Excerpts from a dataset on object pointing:

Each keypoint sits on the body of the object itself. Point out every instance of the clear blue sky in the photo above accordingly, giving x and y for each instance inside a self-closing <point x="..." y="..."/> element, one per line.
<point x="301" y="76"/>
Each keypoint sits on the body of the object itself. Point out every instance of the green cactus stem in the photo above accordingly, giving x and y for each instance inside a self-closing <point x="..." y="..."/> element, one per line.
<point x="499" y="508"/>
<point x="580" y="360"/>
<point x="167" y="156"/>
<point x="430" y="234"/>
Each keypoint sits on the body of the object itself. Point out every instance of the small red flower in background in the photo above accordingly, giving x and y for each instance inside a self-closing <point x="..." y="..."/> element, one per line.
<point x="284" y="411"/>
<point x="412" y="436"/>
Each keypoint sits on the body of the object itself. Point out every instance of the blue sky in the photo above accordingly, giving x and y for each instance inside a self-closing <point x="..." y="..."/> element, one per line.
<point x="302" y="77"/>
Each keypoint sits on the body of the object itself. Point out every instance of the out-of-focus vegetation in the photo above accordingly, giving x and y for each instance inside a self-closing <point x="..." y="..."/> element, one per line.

What you will do: Please rewrite all of the records above as a numbered list, leaving out any blank lines.

Answer to the exercise:
1. Each keypoint sits on the body of the object itself. Point out every instance of the clear blue sky in the photo above accordingly, giving x and y for each instance inside a self-closing <point x="..." y="..."/> element, one per line.
2. <point x="301" y="76"/>
3. Each keypoint sits on the body of the object itself. Point out every instance of the green cactus stem in the photo above accordingly, giving x and y for each instance inside a self-closing <point x="..." y="..."/> element, one per line.
4. <point x="499" y="508"/>
5. <point x="580" y="360"/>
6. <point x="167" y="156"/>
7. <point x="430" y="234"/>
8. Each keypoint sits on the body of the object itself. Point out every instance of the small red flower in background in the photo above accordingly, giving x and y for each instance inside a self-closing <point x="..." y="..."/> element, one per line.
9. <point x="284" y="411"/>
10. <point x="412" y="436"/>
11. Each keypoint sits on the body of the object itself. Point out every instance of the blue sky in the photo above accordingly, giving x and y for each instance inside a self-closing <point x="..." y="..."/> element, one per line.
12. <point x="302" y="77"/>
13. Each keypoint sits on the body of the object itself. Point out every instance of the out-of-focus vegetation in the photo above accordingly, giving x and y for each instance inside a self-closing <point x="..." y="..."/> element, one per line.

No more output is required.